© Fédération de Pêche des Hautes-Alpes

Dans la Durance, "tout est mort, toute forme de vie" selon la Fédération de pêche

Dans la Durance, un triste poisson d’avril. Entre l’Argentière la Bessée et Embrun « tout est mort, toute forme de vie », selon la Fédération de Pêche des Hautes-Alpes, en deuil après la vidange décennale du barrage de Pont-Baldy effectuée entre le 1er et le 7 avril 2022.

Cette manœuvre - réalisée une fois tous les dixans depuis 1991 - permet d’évacuer les sédiments accumulées dans la retenue d’eau en ouvrant la vanne de fond de l’ouvrage. Dix années de matières se déversent alors en quelques jours dans l’aval, d’où l’obligation réglementaire d’opérer un suivi notamment de la concentration des Matières En Suspension, du taux d'oxygène, afin d’assurer que la survie de l’écosystème n’est pas menacée.

L’entreprise EDSB qui exploite la barrage de Pont-Baldy se défend de tout laxisme dans l’opération : « Une équipe d’exploitants était mobilisée et les manœuvres de vannes ont été adaptées en fonction des valeurs constatées et des seuils d’alerte » explique-t-elle, ajoutant que « tous les moyens disponibles ont été mis en œuvre par EDSB pour minimiser les impacts de cette opération sur l’environnement, tout en veillant à préserver l’intégrité de l’ouvrage et en garantissant la sécurité des biens et des personnes à l’aval. »

Des propos que réfute la Fédération de pêche des Hautes-Alpes, qui estime qu’aucune concession n’a été faite par l’exploitant et que EDSB n’a pas respecté l’arrêté préfectoral encadrant la procédure. C’est ce qu’explique le président Bernard Fanti.

Plus grave, l’arrêté préfectoral - consulté par la rédaction – impose une concentration des Matières En Suspension maximale de 10g/L. Or, Bernard Fanti assure qu' « il y a eu des passages à 200 et même à 600g/L », s’appuyant sur les chiffres fournis par le bureau d’étude missionné par EDSB pour relever les taux durant la manœuvre. « Essayez de mélanger 600g de matière et un litre d’eau », suggère le président de la Fédération de Pêche départementale pour imager à quel point ces conditions sont « absolument létales pour toute biologie existante ».

______

## Exercice 1
Répondez aux questions suivantes d'après l'extrait.
(a) Entre quelles dates la vidange du barrage de Pont-Baldy a-t-elle été effectuée ?
(b) Quelle concentration maximale de Matières En Suspension l'arrêté préfectoral impose-t-il ?
(c) Qui est le président de la Fédération de pêche des Hautes-Alpes ?
## Exercice 2
Relevez dans l'extrait le passage qui commence par « Dans la Durance, un » et se poursuit jusqu'à « 7 avril 2022. ».
Les lignes qui suivent n'ont aucun rapport avec l'extrait.

(Données d'expressions référentielles sur photos)
______

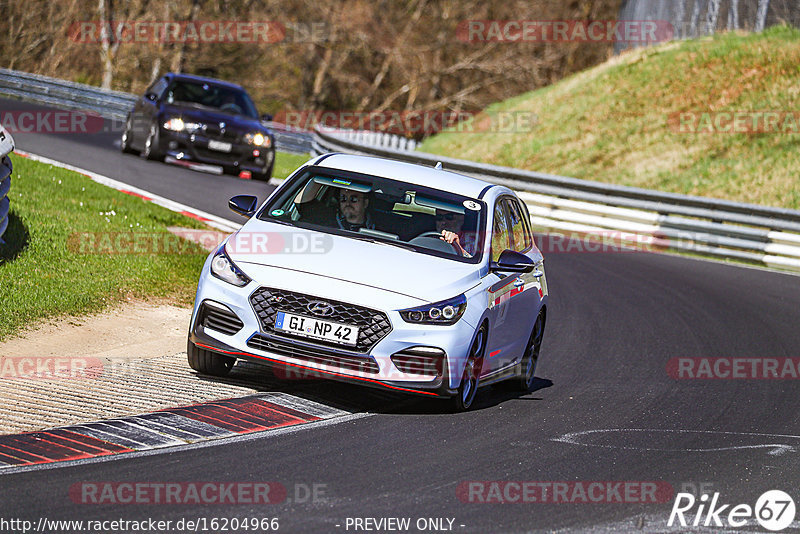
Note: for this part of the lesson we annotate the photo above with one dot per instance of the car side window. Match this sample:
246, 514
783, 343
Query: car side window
500, 233
519, 231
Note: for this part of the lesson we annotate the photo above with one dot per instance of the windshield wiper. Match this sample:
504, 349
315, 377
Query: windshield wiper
400, 244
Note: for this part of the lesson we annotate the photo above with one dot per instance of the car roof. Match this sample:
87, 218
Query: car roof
406, 172
203, 79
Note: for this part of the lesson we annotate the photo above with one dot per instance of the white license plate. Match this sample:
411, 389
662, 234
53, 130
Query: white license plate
317, 328
219, 145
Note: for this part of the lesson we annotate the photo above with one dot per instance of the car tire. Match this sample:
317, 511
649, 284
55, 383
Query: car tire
125, 140
468, 388
208, 362
524, 380
151, 144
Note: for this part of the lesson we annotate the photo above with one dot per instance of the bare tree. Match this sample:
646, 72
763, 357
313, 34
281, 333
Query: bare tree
695, 19
733, 15
712, 15
109, 44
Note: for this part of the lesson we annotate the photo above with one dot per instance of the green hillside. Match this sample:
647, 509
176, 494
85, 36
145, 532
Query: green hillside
626, 121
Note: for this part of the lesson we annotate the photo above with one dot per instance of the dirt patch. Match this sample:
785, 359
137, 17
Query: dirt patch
133, 330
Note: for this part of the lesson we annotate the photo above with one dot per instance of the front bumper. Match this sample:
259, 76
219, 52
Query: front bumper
195, 148
435, 388
454, 342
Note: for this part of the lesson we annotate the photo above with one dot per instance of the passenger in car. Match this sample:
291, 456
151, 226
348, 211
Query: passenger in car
353, 214
451, 225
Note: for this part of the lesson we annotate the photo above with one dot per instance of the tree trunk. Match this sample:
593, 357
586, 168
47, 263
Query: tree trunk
761, 15
695, 19
107, 41
711, 16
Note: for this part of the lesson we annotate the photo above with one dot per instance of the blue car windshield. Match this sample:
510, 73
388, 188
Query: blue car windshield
209, 95
418, 218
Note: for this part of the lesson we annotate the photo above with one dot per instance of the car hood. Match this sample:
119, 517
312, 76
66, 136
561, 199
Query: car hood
209, 116
381, 266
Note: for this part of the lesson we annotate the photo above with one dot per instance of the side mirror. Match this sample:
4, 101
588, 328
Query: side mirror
244, 205
512, 261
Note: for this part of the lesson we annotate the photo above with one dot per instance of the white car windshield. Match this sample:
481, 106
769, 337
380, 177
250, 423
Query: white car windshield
418, 218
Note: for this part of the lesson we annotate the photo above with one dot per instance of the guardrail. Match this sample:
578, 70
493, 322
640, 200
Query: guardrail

______

## Réponse 1
(a) Entre le 1er et le 7 avril 2022.
(b) 10 g/L.
(c) Bernard Fanti.

## Réponse 2
Dans la Durance, un triste poisson d’avril. Entre l’Argentière la Bessée et Embrun « tout est mort, toute forme de vie », selon la Fédération de Pêche des Hautes-Alpes, en deuil après la vidange décennale du barrage de Pont-Baldy effectuée entre le 1er et le 7 avril 2022.